Selected passage
Riley is both right and wrong, but the concerning part for Trojans fans is that it's not clear he can see or accept where he's wrong.

Yes, in the most literal way, five or six plays with a different outcome would significantly change USC's season.

Yes, if the Trojans don't give up the 63-yard run to Michigan's Kalel Mullings on the decisive drive (or the fourth-and-goal touchdown from the 1), they win that game in Ann Arbor. Yes, if they get the goal line stop at Minnesota that was initially ruled before being overturned on review, they win that game. Yes, if they don't give up one of the fourth-and-long conversions to Penn State on its game-tying drive late in the fourth quarter, or maybe if Miller Moss hadn't overthrown an open Duce Robinson at the end or regulation that would have set up a game-winning field goal try, or perhaps if the Trojans avoid the missed field goal in overtime they could have scored a big win there. Yes, if they don't have the field goal blocked in the final minutes at Maryland, they avoid that ignominy of a 14-point fourth quarter collapse against the lowly Terrapins who haven't won another Big Ten game this year. Or Moss doesn't throw one of his costly interceptions at Washington, or there isn't an assignment bust on fourth-and-goal from the 1 on USC's penultimate drive where Woody Marks got swallowed up immediately for a 3-yard loss instead of punching in a late go-ahead touchdown. Etc. Sure.

Photo-based point labeling data:
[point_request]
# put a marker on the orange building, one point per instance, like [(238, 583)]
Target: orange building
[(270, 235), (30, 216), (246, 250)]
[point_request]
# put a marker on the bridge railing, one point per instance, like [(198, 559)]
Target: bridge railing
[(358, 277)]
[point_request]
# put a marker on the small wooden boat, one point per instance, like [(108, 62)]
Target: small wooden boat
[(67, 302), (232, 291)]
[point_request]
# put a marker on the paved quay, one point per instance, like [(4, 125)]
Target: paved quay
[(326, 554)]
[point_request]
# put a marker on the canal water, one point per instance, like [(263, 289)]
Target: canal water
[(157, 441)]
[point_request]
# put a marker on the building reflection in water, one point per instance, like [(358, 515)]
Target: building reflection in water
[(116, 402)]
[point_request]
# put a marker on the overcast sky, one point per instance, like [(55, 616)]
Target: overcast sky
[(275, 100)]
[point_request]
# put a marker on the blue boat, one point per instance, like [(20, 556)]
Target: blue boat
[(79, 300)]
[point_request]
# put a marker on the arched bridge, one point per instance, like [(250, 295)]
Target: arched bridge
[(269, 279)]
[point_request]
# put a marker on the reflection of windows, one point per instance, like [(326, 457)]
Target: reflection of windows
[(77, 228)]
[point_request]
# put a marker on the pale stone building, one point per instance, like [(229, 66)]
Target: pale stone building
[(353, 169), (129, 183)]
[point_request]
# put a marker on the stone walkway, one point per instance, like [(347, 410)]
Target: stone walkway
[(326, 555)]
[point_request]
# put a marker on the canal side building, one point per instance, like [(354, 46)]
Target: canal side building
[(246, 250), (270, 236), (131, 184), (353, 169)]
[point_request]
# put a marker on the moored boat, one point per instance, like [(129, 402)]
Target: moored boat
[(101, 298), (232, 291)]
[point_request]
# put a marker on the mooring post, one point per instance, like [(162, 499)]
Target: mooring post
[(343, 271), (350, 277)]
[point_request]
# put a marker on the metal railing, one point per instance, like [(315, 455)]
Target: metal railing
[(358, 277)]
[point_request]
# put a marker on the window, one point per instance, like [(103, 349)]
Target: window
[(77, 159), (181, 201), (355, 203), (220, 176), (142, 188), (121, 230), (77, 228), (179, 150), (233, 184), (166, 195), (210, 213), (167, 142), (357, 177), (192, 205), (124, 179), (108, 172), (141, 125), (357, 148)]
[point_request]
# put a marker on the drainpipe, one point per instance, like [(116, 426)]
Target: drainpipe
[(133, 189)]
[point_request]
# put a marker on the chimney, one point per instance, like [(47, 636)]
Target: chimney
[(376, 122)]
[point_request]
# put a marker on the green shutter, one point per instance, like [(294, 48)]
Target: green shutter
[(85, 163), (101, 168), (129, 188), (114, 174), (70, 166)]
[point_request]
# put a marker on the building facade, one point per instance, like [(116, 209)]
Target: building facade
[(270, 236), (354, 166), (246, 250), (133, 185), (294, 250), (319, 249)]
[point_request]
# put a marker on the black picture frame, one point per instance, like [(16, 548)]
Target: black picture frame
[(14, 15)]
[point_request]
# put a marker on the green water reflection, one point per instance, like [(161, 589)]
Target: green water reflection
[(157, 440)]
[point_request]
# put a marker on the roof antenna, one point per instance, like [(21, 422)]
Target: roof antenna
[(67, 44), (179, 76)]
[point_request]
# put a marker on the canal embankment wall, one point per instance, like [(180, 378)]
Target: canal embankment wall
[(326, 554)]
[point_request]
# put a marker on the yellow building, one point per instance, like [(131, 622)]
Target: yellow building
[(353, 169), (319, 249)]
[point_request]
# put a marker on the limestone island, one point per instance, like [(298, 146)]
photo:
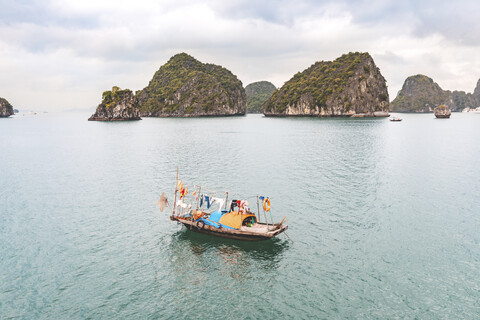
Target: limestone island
[(6, 109), (442, 111), (117, 105), (420, 93), (257, 93), (350, 86), (186, 87)]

Given instruction A
In the passage on USC's season, how many yards did Kalel Mullings gain on his run during Michigan's decisive drive?
Given instruction B
Express the entries as a JSON list of strings, one string per line, omitting blank lines. Begin at the first line of the entries and stop after the line that contains "[(116, 402)]".

Full output A
63 yards

Full output B
[
  "[point_request]",
  "# put a marker on the orange building, one point per instance, like [(238, 583)]",
  "Target: orange building",
  "[(270, 235), (30, 216), (246, 250)]",
  "[point_request]",
  "# put a marker on the bridge railing, one point per instance, like [(198, 559)]",
  "Target: bridge railing",
  "[(358, 277)]",
  "[point_request]",
  "# put a marker on the small wooden boat, one point per instance, like [(108, 62)]",
  "Target: small wooden boat",
  "[(67, 302), (232, 291)]",
  "[point_request]",
  "# put a marker on the paved quay, one point per instance, like [(4, 125)]",
  "Target: paved quay",
  "[(326, 554)]",
  "[point_request]",
  "# put a marker on the canal water, one point per instance, like [(263, 289)]",
  "Target: canal water",
  "[(157, 441)]",
  "[point_request]",
  "# put a marker on the building reflection in water, one point per instance, like [(358, 515)]",
  "Target: building reflection in water",
  "[(116, 402)]"
]